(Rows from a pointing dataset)
** Begin **

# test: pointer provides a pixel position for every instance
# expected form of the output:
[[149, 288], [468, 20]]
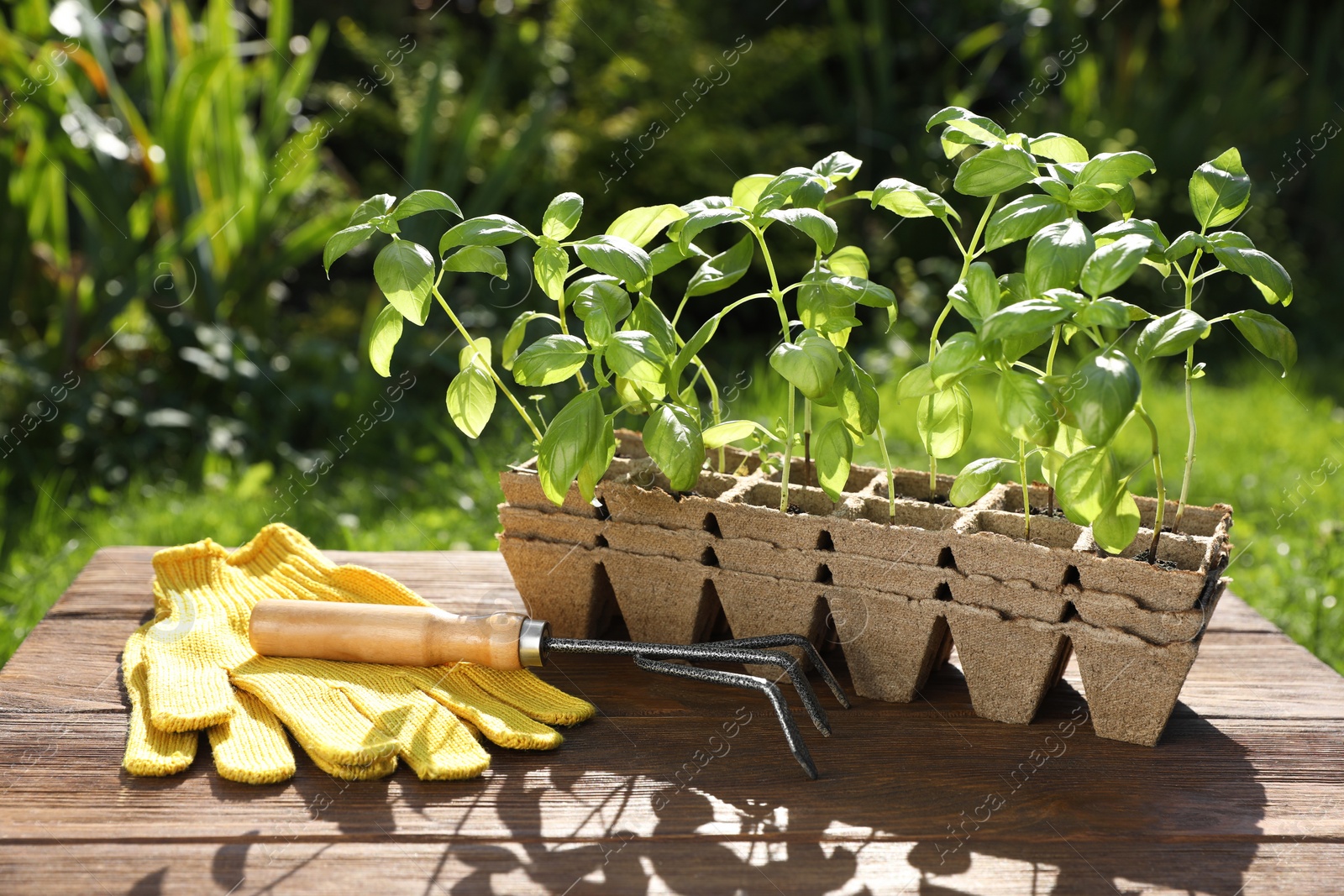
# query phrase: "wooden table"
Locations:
[[1245, 794]]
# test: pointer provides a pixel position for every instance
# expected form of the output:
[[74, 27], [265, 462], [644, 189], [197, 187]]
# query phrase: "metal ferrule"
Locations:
[[530, 640]]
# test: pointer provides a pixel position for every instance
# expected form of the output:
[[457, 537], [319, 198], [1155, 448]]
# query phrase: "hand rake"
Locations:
[[429, 637]]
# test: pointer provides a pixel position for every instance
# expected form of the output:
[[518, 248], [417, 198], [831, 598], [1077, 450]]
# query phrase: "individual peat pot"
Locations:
[[895, 586]]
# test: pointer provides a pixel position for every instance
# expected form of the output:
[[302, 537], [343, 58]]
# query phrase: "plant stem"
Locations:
[[968, 251], [891, 473], [1026, 490], [806, 443], [788, 453], [495, 376], [564, 329], [1162, 485], [714, 405], [1189, 401], [784, 325]]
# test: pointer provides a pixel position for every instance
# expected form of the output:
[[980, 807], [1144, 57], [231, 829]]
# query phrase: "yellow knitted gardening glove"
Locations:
[[194, 669]]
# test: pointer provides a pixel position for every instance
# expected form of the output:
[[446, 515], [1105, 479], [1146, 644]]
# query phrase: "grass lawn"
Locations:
[[1267, 448]]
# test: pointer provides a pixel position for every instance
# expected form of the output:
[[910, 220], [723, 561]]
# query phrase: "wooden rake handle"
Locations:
[[394, 634]]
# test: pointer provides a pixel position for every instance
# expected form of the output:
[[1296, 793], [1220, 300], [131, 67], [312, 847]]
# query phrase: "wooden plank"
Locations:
[[1243, 794], [118, 580], [642, 866], [907, 770], [1216, 685]]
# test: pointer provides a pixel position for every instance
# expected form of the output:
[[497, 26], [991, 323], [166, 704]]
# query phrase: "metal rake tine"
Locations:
[[738, 680], [710, 652], [796, 641]]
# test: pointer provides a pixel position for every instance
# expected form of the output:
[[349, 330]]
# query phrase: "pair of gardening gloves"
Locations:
[[192, 669]]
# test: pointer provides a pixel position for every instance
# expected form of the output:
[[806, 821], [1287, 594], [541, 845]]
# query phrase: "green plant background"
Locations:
[[217, 364]]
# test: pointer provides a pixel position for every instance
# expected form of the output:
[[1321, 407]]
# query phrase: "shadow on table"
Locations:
[[906, 799], [918, 799]]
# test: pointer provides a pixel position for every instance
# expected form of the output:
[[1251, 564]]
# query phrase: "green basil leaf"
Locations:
[[483, 259], [857, 396], [580, 284], [1269, 338], [722, 270], [638, 394], [954, 358], [550, 360], [703, 221], [669, 255], [562, 215], [405, 271], [1085, 484], [514, 338], [605, 296], [864, 291], [976, 127], [811, 222], [944, 421], [470, 399], [691, 348], [837, 167], [1186, 244], [907, 199], [382, 340], [1112, 170], [1012, 288], [1101, 394], [1126, 201], [848, 261], [832, 452], [1025, 409], [1057, 254], [1171, 335], [730, 432], [1054, 187], [780, 188], [1142, 228], [550, 266], [1115, 264], [423, 201], [638, 355], [1021, 318], [916, 383], [1023, 217], [995, 170], [1268, 275], [822, 301], [1058, 148], [672, 438], [810, 364], [616, 257], [1108, 312], [569, 443], [649, 317], [1117, 524], [640, 226], [598, 459], [748, 191], [371, 208], [343, 241], [978, 477], [479, 352], [1230, 239], [488, 230], [978, 296], [1220, 190]]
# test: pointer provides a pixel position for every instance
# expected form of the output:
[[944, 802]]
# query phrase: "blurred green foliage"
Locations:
[[171, 170]]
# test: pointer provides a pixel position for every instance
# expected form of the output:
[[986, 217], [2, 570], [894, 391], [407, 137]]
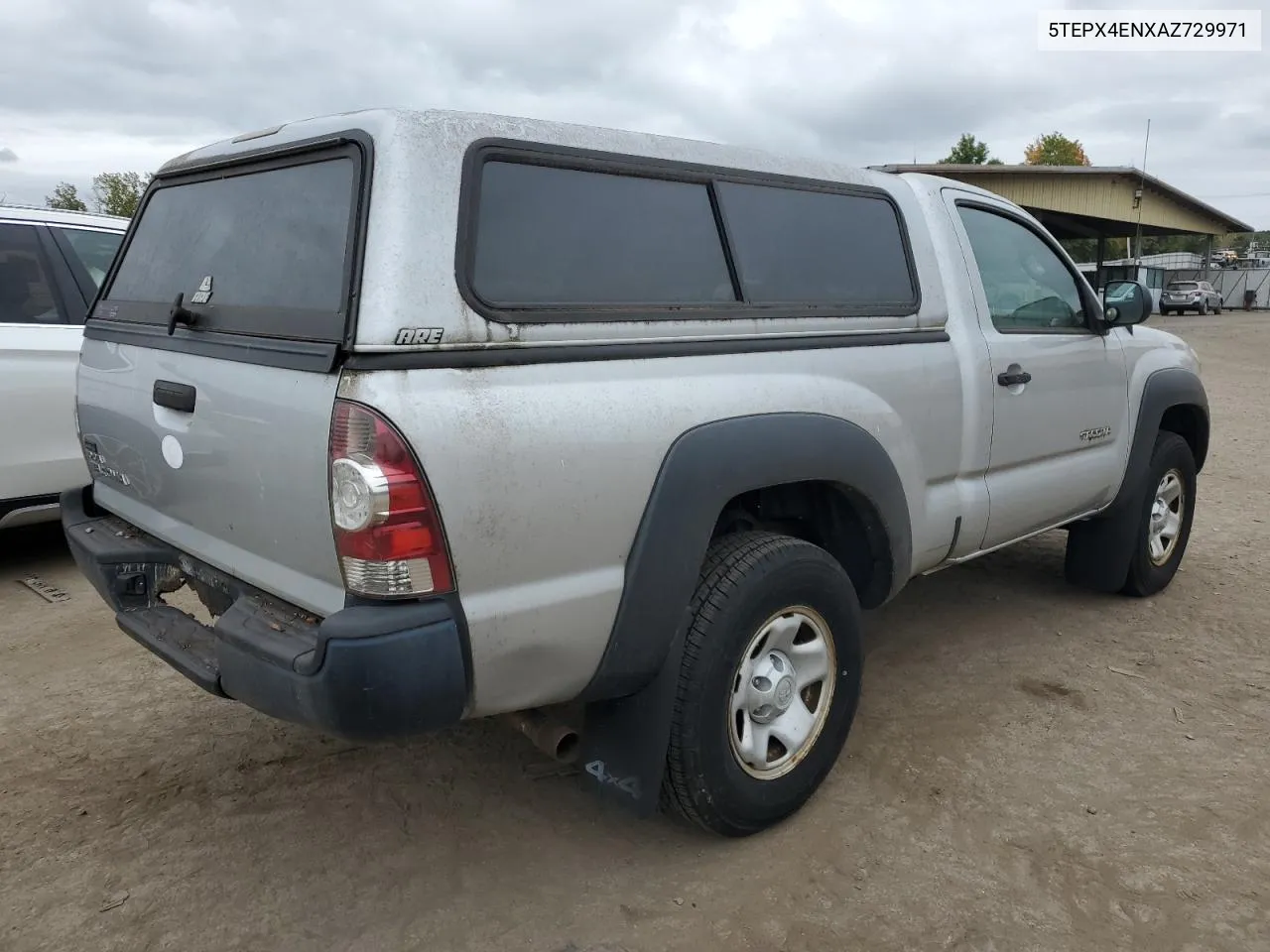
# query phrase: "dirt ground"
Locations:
[[1033, 769]]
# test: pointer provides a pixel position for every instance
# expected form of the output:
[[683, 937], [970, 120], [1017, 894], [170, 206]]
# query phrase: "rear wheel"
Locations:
[[769, 685], [1166, 512]]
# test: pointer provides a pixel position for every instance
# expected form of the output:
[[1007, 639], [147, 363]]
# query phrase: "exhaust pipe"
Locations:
[[550, 735]]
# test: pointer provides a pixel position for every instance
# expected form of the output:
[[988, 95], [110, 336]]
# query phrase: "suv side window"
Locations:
[[26, 290], [1029, 287]]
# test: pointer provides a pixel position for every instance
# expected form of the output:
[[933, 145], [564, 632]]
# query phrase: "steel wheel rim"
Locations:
[[1165, 524], [790, 666]]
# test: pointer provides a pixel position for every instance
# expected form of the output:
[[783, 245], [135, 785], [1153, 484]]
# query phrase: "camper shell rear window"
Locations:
[[262, 249]]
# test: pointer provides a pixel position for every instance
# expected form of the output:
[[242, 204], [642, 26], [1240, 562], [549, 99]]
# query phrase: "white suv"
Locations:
[[51, 264]]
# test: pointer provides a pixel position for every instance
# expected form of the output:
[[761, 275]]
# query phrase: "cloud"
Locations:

** End **

* _Stated exercise_
Return the listing above in full and without alteration, excluding its pictures.

* _Solution to the exercise_
# test: pointer provides a pixel position for every instance
# expected form of the output:
[[149, 288], [468, 20]]
# query phrase: "wooden table"
Locations:
[[1245, 794]]
# test: pointer provides a pixel position for every instance
# expected form of the output:
[[74, 27], [265, 462], [644, 189], [197, 187]]
# query phrase: "metal ferrule"
Locations:
[[530, 640]]
# test: pointer provides a pixel position for every instance
# expected form of the output:
[[457, 537], [319, 198], [1155, 448]]
# query phrase: "hand rake"
Locations:
[[429, 637]]
# test: pointer provides a pixel position for every instance
# expected form of the output:
[[518, 248], [417, 198], [831, 598], [1077, 450]]
# query phrase: "individual peat pot"
Locations:
[[895, 586]]
# test: pointer provides a pixel position for every instance
# expected form of the output:
[[302, 537], [343, 58]]
# query phrase: "plant stem"
Locations:
[[968, 251], [891, 473], [1026, 490], [806, 443], [788, 453], [495, 376], [564, 329], [1162, 485], [714, 405], [1189, 401], [784, 325]]
# test: pointer provides a pixel position for every instance
# expected form of the output:
[[980, 807], [1144, 57], [231, 829]]
# query phrase: "yellow knitted gardening glove"
Locations:
[[194, 669]]
# test: pointer provides a pixel position for every instance
# expected form of the output:
[[446, 515], [1105, 479], [1146, 644]]
# query phrase: "grass lawn"
Locations:
[[1267, 448]]
# test: pointer provides a pixel position for every instance
# expected form of the output:
[[910, 220], [723, 561]]
# query phrase: "wooden rake handle"
Locations:
[[394, 634]]
# test: pointer provides a pixel position for every instance
# expected form of the output:
[[1296, 793], [1220, 300], [131, 67], [312, 847]]
# query phrase: "wooden plank"
Locations:
[[1243, 794], [118, 580], [642, 866], [907, 770], [1216, 685]]
# test: pointer provides a pixel position for every instance
# expected form of the output:
[[497, 26], [991, 323], [166, 704]]
# query phrase: "metal rake tine"
Locations:
[[738, 680], [710, 652], [796, 641]]
# test: pointer provides a pixel position for every instance
# expected form of the output:
[[349, 330]]
# query phrase: "pair of gardening gloves"
Locations:
[[192, 669]]
# test: pointer provides a pixel position for every instance
# expected form of the output:
[[806, 821], [1287, 594], [541, 845]]
# query phrase: "green plant background"
Locations:
[[217, 364]]
# test: pointer provides a pixel position for every instance
# expected form of the output:
[[1321, 407]]
# query phrase: "shadow on table"
Locations:
[[906, 799], [918, 799]]
# test: pointer provides a pixel position for every instance
# expected form of the output:
[[1251, 564]]
# query phrase: "green basil leaf"
Locations:
[[483, 259], [857, 396], [580, 284], [1269, 338], [722, 270], [638, 394], [954, 358], [550, 360], [703, 221], [669, 255], [562, 215], [405, 271], [1085, 484], [514, 338], [605, 296], [864, 291], [976, 127], [811, 222], [944, 421], [470, 399], [691, 348], [837, 167], [1186, 244], [907, 199], [382, 340], [1112, 170], [1012, 288], [1101, 394], [1126, 201], [848, 261], [832, 452], [1025, 409], [1057, 254], [1171, 335], [730, 432], [1054, 187], [780, 188], [1142, 228], [550, 266], [1115, 264], [423, 201], [638, 355], [1021, 318], [916, 383], [1023, 217], [995, 170], [1268, 275], [822, 301], [1058, 148], [672, 438], [810, 364], [616, 257], [1108, 312], [569, 443], [649, 317], [1117, 524], [640, 226], [598, 459], [748, 191], [371, 208], [343, 241], [978, 477], [479, 352], [1230, 239], [488, 230], [978, 296], [1220, 190]]
# test: pointer provides a pixel position for every instance
# expected form of the output:
[[944, 802]]
# query phrase: "blurred green foliage"
Locations:
[[171, 170]]
# test: pointer provides a pixel position for every instance
# expected form of the output:
[[986, 217], [2, 570], [894, 391], [407, 137]]
# query phrase: "dirt ground"
Locations:
[[1033, 769]]
# test: pointer provides a pixel position for every instance
# expected form of the output:
[[683, 937], [970, 120], [1017, 894], [170, 206]]
# query phrase: "rear wheel"
Locations:
[[769, 685], [1166, 512]]
# test: pointer provides a pixel position for every instance
# expected form of the output:
[[1007, 639], [147, 363]]
# query phrase: "exhaust pipe"
Locations:
[[550, 735]]
# test: pointer provides a pixel position for every instance
# expected form of the output:
[[988, 95], [110, 336]]
# query phrase: "suv side window"
Locations:
[[26, 290], [1029, 287]]
# test: pointer provides a pixel position for every instance
# expected form of the output:
[[933, 145], [564, 632]]
# query phrase: "steel wheel rim"
Locations:
[[1165, 524], [790, 666]]
# test: pointer provides a pixel position for every instance
# expected form of the output:
[[783, 245], [135, 785], [1153, 484]]
# query phrase: "camper shell rear window"
Locations:
[[262, 249]]
# test: pointer provides a pixel position for every instance
# expected form of the output:
[[242, 204], [642, 26], [1240, 562], [549, 99]]
# query phrase: "white suv"
Locations:
[[51, 264]]
# test: pointer provides a pixel position for every instance
# expected form of the output:
[[761, 275]]
# query phrase: "cloud"
Locations:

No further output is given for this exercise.